Document excerpt:
"""
# triangles afghan



## lila anderson (Jan 31, 2013)

I have not seen many triangles used in crocheting or knitting garments or afghans. Here is one I made up a long time ago.
don't remember where the idea came from, but was fun to make.


----------



## judyr (Feb 20, 2011)

lila, I am not familiar with the word document. How do I print this if I want to keep the pattern. Oh, thanks for the pattern. Judy


----------



## vershi (Nov 25, 2012)

Thank you for that, I can see it but not save it, seems you have a newer version of word than me. I have not seen triangles done before.


----------



## KroSha (Oct 25, 2013)

lila anderson said:


> I have not seen many triangles used in crocheting or knitting garments or afghans. Here is one I made up a long time ago.
> don't remember where the idea came from, but was fun to make.


Hi Lila,

Many of us are unable to access docx files. I read it over and over again on the patterns for the dishcloth Knit A Long.

If you could open the file on your computer, then use the "Save As" feature and choose to save your data as a PDF file, then re post that link, most of us will be able to access your triangle Afghan.


----------



## jvallas (Jul 16, 2013)
"""
Stated goal 1:
Pull out every line in the rows below that contains the word "building". Case counts, so match capitalization exactly.
Stated goal 2:
Pick up the forum thread about the triangles afghan pattern and keep it going from the point where it stops.

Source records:
"""
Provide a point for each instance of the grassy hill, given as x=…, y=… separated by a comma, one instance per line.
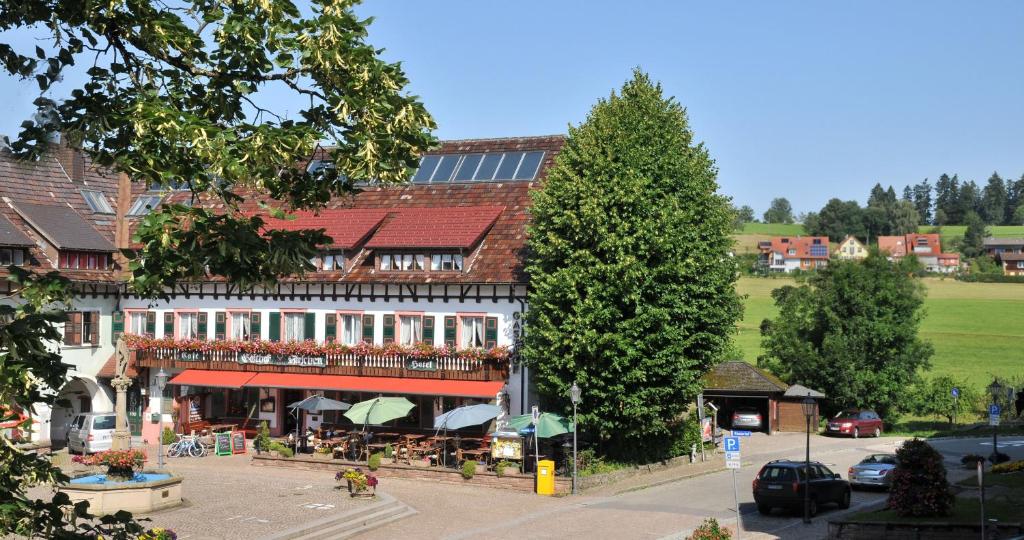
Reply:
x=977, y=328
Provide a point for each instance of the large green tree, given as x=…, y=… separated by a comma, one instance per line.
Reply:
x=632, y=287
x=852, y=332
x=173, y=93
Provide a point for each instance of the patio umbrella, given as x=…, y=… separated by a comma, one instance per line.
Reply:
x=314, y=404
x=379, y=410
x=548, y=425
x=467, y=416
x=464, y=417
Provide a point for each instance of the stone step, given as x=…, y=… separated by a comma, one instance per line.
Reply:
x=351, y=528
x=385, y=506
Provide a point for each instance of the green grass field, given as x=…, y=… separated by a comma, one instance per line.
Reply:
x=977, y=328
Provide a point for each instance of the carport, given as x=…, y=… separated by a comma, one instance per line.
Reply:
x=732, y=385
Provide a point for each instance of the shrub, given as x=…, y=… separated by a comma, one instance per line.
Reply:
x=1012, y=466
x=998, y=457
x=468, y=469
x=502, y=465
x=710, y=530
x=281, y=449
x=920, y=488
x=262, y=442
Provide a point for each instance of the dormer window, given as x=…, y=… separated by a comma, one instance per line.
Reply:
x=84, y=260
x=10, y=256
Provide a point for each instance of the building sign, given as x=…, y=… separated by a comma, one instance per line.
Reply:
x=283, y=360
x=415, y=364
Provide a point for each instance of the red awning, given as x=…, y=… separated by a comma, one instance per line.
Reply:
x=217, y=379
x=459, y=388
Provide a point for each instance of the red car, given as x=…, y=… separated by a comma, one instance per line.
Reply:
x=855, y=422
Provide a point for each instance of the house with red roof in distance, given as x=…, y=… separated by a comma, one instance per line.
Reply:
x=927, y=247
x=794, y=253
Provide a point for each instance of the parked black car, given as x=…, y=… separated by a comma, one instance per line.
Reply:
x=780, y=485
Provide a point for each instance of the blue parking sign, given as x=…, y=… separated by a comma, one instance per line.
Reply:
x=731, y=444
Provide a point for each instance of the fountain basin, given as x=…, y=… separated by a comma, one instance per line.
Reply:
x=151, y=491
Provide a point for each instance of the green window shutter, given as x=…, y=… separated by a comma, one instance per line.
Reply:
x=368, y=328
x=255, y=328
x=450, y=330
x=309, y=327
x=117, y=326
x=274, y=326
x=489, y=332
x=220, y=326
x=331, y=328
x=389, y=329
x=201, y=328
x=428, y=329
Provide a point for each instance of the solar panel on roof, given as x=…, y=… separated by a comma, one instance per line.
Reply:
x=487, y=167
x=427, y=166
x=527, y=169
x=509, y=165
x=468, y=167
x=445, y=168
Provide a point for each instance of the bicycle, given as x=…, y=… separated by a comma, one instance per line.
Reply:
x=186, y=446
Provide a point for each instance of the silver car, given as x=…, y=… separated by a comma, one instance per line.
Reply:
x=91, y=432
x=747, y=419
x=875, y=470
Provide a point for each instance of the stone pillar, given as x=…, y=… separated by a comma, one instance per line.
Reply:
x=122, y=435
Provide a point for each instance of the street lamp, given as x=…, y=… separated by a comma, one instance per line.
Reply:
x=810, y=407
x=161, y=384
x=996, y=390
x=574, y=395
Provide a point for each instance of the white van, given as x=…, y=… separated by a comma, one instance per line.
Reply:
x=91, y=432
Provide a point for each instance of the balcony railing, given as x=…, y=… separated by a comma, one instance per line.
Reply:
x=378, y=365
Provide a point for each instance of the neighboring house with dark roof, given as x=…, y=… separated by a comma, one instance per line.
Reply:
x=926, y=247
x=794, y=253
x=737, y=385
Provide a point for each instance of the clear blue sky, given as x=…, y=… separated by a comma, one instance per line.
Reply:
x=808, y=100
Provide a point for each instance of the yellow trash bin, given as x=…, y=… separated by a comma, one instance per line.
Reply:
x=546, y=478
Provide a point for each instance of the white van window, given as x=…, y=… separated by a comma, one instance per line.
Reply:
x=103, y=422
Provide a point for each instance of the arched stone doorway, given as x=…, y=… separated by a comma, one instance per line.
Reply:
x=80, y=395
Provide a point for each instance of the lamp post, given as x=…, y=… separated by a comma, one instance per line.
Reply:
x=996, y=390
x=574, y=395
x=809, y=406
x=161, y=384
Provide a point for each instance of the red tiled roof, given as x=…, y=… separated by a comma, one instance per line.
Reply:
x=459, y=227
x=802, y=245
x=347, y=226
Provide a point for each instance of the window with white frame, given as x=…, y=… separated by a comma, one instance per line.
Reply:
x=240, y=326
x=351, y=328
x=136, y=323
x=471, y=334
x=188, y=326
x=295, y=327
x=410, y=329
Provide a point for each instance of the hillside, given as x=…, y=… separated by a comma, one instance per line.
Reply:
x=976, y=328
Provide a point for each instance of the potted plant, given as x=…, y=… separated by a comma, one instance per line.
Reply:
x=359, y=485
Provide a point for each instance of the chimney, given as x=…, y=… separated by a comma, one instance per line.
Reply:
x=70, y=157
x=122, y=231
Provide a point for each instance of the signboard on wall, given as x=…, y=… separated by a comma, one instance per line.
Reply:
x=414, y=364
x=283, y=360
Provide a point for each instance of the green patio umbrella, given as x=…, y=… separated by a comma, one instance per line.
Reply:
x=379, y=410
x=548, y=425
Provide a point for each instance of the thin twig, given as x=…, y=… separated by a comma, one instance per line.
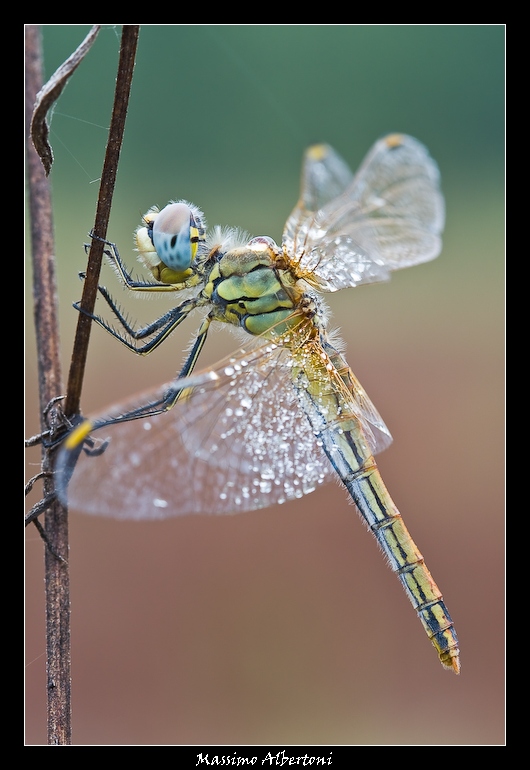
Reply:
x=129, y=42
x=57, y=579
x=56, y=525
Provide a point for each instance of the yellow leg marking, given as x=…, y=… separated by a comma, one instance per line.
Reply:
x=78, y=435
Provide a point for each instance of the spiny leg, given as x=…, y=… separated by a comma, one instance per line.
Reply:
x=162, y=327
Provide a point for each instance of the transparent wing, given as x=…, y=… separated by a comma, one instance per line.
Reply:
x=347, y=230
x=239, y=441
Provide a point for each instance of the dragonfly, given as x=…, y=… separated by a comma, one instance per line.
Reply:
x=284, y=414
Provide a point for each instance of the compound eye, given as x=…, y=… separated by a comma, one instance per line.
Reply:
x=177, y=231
"""
"""
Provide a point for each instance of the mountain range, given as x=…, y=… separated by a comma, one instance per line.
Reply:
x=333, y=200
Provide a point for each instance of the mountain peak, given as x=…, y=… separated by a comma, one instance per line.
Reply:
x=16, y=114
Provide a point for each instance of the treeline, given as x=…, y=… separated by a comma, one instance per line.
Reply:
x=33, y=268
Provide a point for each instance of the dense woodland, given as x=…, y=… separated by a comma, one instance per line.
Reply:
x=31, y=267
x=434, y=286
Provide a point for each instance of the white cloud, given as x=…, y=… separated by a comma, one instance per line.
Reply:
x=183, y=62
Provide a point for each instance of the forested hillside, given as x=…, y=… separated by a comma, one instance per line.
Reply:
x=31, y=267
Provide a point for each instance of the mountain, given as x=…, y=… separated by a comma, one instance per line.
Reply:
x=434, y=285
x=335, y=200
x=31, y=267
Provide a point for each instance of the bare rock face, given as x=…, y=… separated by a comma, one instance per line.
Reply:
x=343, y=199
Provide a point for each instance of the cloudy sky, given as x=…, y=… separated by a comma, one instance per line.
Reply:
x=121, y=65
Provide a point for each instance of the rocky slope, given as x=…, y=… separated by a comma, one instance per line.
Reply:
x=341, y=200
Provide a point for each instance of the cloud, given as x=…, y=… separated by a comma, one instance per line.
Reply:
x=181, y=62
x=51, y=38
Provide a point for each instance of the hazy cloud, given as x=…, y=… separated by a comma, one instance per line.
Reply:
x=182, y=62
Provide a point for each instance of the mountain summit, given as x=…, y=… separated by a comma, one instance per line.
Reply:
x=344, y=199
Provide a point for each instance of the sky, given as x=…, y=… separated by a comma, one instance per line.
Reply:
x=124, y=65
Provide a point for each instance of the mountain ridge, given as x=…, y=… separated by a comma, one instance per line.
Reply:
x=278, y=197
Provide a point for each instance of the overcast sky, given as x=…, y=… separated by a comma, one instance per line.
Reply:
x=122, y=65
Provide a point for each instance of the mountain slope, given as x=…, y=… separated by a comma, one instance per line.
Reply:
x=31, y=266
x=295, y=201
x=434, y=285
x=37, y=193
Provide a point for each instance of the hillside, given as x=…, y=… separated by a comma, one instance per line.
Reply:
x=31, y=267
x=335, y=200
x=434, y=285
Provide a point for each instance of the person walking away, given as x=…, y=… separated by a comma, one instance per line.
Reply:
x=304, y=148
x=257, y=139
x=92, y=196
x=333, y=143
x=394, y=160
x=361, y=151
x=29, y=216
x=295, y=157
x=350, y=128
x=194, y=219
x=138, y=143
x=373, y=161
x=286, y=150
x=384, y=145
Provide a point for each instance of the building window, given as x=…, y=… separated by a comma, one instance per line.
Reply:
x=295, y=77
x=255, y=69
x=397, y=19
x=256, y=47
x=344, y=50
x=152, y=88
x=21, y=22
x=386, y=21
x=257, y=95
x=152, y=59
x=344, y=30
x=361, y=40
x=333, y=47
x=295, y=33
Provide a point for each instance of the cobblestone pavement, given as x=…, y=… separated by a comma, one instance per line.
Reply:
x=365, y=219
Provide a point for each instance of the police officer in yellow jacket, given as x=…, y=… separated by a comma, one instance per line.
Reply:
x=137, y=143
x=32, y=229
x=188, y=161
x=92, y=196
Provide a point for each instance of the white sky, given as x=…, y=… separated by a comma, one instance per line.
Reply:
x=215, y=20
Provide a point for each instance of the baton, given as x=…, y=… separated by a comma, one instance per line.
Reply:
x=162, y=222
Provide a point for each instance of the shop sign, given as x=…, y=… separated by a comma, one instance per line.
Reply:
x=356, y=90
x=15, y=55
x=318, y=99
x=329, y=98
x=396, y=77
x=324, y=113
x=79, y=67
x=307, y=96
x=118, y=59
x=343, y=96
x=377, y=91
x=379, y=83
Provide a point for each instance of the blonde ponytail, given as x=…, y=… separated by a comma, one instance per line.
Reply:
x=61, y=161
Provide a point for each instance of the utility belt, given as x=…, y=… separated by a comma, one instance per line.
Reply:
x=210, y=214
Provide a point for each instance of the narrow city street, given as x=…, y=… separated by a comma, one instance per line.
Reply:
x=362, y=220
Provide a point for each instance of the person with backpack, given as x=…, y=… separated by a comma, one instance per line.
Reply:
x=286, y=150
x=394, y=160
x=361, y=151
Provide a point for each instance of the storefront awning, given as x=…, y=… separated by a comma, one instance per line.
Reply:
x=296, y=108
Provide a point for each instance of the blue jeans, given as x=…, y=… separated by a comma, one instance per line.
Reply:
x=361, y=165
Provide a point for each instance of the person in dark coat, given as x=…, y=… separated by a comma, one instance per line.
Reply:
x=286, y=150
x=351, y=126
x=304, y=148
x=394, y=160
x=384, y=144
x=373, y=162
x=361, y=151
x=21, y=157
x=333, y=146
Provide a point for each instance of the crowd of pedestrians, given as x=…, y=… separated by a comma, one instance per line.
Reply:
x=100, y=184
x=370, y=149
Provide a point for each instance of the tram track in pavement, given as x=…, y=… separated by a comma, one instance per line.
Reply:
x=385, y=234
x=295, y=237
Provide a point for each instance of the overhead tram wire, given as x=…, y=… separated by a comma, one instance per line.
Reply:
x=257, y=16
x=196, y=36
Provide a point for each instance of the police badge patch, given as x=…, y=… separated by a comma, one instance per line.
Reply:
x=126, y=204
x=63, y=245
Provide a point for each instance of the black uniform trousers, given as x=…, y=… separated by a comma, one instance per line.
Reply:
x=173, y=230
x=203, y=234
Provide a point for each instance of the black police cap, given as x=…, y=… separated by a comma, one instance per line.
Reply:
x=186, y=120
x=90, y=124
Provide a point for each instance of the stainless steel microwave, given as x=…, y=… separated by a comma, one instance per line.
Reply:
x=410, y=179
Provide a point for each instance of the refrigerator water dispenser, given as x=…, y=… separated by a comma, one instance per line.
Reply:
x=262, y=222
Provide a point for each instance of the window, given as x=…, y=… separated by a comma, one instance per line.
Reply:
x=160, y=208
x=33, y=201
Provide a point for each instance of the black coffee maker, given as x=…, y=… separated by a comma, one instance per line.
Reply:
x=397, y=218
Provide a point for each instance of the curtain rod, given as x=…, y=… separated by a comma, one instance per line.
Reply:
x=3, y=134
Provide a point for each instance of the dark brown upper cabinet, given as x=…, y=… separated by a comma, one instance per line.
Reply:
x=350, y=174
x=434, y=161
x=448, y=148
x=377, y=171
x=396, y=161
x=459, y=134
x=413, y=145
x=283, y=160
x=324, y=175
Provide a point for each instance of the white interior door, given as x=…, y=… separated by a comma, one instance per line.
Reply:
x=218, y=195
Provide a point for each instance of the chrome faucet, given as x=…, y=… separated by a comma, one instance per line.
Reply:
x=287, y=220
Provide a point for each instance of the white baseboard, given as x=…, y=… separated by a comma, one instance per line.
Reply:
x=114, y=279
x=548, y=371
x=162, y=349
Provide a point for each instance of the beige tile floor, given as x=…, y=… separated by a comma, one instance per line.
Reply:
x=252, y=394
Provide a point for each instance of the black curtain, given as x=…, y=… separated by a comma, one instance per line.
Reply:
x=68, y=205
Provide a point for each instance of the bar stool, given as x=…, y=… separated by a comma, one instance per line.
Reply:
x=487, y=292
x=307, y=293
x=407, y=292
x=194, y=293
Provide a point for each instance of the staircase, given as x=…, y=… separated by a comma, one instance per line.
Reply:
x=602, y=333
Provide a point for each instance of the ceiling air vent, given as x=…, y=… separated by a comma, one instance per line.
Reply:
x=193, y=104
"""
"""
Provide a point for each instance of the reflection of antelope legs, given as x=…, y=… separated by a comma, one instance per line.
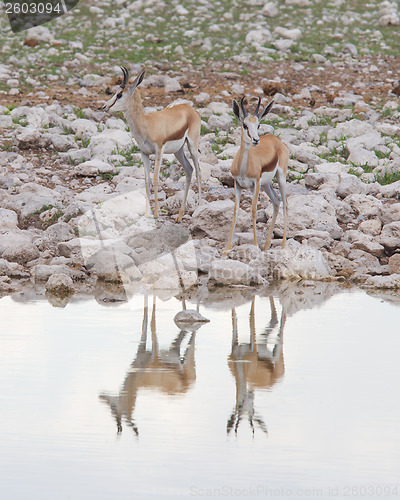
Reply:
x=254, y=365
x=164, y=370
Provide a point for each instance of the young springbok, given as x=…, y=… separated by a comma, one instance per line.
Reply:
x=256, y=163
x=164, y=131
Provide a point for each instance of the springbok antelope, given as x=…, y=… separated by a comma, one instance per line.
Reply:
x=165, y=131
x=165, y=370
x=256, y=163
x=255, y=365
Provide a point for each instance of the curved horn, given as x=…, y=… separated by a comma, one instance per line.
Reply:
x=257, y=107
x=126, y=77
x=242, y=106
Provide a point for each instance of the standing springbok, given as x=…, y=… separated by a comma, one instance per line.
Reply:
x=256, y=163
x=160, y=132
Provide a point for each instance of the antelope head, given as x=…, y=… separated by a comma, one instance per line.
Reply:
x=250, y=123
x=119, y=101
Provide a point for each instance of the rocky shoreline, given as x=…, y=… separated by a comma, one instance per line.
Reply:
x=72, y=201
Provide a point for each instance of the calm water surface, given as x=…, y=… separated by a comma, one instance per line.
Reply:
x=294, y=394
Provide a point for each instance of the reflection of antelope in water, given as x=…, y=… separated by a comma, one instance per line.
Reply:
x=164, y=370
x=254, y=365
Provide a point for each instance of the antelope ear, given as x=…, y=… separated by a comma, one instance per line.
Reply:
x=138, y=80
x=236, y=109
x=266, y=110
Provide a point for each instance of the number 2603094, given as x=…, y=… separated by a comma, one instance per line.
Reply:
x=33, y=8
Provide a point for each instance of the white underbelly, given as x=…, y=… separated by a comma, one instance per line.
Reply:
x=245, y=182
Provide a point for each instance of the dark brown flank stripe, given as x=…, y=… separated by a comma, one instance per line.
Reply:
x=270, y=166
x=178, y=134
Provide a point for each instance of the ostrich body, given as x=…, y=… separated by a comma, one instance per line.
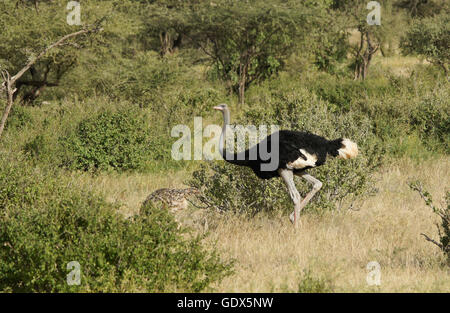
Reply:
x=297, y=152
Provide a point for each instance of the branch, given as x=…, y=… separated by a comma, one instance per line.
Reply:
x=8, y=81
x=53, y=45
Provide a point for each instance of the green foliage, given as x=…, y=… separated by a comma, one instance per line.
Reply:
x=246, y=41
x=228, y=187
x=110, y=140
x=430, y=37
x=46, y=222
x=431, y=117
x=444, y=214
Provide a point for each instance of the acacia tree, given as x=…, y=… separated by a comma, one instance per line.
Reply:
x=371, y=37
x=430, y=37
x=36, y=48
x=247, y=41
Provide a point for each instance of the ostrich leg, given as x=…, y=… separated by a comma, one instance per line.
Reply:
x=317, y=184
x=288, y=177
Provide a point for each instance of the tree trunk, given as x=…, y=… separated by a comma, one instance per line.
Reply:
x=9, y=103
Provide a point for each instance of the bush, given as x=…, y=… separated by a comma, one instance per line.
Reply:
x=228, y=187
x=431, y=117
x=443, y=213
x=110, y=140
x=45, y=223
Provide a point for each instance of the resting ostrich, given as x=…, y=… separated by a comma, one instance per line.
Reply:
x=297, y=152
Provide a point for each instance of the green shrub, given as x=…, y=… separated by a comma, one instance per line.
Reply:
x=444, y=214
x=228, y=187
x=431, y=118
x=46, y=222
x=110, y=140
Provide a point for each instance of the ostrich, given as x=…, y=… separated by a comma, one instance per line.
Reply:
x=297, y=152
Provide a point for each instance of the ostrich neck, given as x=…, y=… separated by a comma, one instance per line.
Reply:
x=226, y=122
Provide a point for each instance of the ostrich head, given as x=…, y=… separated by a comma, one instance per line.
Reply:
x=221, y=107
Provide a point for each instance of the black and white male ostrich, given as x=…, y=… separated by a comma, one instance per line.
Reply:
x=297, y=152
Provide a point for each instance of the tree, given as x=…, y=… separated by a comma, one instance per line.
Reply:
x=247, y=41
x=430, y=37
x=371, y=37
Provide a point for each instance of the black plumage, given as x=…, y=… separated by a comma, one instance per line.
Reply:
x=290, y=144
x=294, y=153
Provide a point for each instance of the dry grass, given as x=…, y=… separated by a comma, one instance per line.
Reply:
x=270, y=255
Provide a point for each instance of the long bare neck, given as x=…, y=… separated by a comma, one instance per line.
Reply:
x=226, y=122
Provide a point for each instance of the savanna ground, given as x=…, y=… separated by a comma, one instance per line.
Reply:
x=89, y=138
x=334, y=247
"""
Written answer 1:
Provide a point for each instance of the building sign, given as x=…, y=… separated by a comma, one instance per line.
Provide a point for each instance of the building window, given as x=…, y=… separated by a comma, one instance per line.

Written answer 2:
KroSha said:


> Hi Lila,
> 
> Many of us are unable to access docx files. I read it over and over again on the patterns for the dishcloth Knit A Long.
> 
> If you could open the file on your computer, then use the "Save As" feature and choose to save your data as a PDF file, then re post that link, most of us will be able to access your triangle Afghan.


You usually need specific software installed to be able to save as a PDF. Not everyone can do it.

_Edit_: Because I'm on an iPad, it's a little convoluted making a pdf and providing access (can't just download here on this page). But if you need it, this link is to the pdf on my box account. Safe to open and download. http://app.box.com/s/5sy8d8mtkarrlue1qmfs


----------



## KroSha (Oct 25, 2013)

Thanks, jv ... All of my last 3 Microsoft Office Suite programs that generate .doc files have had .pdf for a Save As option. The newer Offices that generate the .docx files don't allow this anymore? That would be too bad and a definite inconvenience!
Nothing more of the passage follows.